> [EXERCISE SET]
(1) Answer these from the mailing-list thread, one line each:
(a) On what day, date, and time (UTC) was the message posted?
(b) Whose attribution line carries the timestamp "Wed, Apr 17, 2024 at 01:35:29PM GMT"?
(c) What time does the attribution line dated "Mon, Apr 22, 2024" give for Tvrtko Ursulin's message?
(2) Pull out every line of the records that contains the string "stripe". Case counts.

> [TEXT BLOCK]
[PATCH 0/7] drm/xe: Per client usage

Tvrtko Ursulin tursulin at ursulin.net
Tue Apr 23 08:44:58 UTC 2024


On 22/04/2024 18:17, Umesh Nerlige Ramappa wrote:
> On Mon, Apr 22, 2024 at 11:40:33AM +0100, Tvrtko Ursulin wrote:
>>
>> On 20/04/2024 00:51, Umesh Nerlige Ramappa wrote:
>>> On Fri, Apr 19, 2024 at 11:44:46AM +0100, Tvrtko Ursulin wrote:
>>>>
>>>> On 18/04/2024 00:19, Lucas De Marchi wrote:
>>>>> On Wed, Apr 17, 2024 at 01:35:29PM GMT, Umesh Nerlige Ramappa wrote:
>>>>>> On Wed, Apr 17, 2024 at 02:05:40PM -0500, Lucas De Marchi wrote:
>>>>>>> On Wed, Apr 17, 2024 at 09:51:42AM GMT, Tvrtko Ursulin wrote:
>>>>>>>>
>>>>>>>> On 16/04/2024 19:29, Lucas De Marchi wrote:
>>>>>>>>> On Tue, Apr 16, 2024 at 03:22:21PM +0100, Tvrtko Ursulin wrote:
>>>>>>>>>>
>>>>>>>>>> On 16/04/2024 14:51, Lucas De Marchi wrote:
>>>>>>>>>>> Forgot to Cc Michal, doing now.

> [LISTING]

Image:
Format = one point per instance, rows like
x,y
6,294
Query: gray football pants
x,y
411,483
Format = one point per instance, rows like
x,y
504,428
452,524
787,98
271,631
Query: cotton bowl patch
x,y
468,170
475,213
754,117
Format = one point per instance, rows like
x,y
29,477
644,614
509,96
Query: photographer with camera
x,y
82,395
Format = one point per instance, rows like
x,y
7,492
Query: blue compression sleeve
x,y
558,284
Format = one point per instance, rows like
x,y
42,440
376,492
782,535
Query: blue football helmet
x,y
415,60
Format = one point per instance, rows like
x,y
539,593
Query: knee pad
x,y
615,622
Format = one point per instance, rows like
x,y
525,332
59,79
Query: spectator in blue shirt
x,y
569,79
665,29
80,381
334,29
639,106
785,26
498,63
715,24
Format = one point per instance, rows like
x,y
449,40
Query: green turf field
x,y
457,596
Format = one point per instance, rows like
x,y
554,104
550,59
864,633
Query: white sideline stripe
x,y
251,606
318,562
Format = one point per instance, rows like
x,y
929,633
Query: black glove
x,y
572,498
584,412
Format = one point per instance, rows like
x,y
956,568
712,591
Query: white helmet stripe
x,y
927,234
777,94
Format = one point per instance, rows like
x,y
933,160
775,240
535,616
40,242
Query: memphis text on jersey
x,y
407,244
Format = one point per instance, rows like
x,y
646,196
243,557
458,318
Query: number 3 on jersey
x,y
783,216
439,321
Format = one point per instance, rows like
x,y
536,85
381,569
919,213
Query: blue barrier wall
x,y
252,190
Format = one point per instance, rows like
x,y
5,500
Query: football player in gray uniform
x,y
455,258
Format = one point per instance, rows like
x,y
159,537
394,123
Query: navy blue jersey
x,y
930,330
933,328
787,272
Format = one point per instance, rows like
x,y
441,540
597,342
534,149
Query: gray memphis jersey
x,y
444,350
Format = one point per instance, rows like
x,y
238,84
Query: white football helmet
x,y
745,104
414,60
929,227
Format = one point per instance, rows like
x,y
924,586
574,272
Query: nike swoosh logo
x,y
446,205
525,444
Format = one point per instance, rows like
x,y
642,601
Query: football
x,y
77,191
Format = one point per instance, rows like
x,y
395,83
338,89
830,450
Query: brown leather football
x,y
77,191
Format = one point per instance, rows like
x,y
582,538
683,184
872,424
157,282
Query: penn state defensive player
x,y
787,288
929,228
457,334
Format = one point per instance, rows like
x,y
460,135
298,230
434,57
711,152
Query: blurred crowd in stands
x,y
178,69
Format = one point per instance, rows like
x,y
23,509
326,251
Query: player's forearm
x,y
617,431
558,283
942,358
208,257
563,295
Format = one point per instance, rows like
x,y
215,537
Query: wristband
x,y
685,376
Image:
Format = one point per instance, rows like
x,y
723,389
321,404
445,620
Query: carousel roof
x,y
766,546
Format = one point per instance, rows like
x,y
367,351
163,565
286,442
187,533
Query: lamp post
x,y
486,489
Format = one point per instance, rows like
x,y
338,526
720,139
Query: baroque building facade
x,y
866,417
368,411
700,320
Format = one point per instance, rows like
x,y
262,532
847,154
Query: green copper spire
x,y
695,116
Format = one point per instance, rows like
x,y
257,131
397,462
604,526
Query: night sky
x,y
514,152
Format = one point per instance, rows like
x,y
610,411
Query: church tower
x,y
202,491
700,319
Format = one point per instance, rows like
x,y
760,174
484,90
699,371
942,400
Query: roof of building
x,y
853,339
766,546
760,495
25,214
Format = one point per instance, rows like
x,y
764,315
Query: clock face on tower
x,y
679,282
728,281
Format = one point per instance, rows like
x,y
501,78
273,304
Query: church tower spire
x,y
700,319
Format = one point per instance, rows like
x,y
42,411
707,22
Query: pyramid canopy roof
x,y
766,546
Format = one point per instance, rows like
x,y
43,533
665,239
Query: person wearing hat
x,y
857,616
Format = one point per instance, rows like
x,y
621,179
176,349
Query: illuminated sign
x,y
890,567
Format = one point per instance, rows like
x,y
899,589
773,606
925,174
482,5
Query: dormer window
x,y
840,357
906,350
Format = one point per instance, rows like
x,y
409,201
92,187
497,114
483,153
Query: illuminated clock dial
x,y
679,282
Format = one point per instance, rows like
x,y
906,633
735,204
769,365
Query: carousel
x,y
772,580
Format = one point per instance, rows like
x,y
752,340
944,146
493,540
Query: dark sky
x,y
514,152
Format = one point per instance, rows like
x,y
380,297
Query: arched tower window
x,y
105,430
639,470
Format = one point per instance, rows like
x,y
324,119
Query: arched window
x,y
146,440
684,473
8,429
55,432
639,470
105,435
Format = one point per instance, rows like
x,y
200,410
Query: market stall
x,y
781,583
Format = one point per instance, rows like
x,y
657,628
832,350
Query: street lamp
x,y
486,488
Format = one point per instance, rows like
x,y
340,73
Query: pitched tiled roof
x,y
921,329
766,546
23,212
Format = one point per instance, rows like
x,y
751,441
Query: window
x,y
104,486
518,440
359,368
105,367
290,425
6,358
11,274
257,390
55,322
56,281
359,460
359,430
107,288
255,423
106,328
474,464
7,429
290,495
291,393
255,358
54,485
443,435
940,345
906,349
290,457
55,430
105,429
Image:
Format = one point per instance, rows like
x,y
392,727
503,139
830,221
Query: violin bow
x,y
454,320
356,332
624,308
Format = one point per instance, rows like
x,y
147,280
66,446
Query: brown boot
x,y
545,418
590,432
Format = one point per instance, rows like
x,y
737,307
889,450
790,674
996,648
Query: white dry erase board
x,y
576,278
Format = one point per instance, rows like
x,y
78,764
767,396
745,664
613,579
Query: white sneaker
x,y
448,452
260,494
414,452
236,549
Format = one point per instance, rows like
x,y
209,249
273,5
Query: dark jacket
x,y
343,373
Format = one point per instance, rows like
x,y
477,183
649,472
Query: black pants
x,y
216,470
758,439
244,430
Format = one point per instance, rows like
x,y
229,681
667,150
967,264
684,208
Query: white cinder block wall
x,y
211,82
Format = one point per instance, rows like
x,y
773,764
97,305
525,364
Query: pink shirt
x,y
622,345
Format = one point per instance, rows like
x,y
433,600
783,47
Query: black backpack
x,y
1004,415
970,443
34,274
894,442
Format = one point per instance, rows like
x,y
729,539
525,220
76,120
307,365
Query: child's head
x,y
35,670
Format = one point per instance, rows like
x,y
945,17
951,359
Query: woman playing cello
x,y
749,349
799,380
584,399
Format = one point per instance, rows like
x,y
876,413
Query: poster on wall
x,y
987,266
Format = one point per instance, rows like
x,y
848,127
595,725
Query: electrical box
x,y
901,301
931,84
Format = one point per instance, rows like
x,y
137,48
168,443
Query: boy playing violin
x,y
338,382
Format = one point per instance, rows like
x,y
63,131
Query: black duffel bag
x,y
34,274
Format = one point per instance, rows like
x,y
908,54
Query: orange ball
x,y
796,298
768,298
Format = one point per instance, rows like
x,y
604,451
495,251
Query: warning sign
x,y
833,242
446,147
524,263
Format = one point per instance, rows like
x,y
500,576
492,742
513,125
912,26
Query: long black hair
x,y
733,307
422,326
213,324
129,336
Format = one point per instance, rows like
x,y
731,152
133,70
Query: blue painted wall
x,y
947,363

> [RESPONSES FOR EACH TASK]
(1)
(a) Tue Apr 23 08:44:58 UTC 2024
(b) Umesh Nerlige Ramappa
(c) 11:40:33AM +0100

(2)
Query: white sideline stripe
Query: white helmet stripe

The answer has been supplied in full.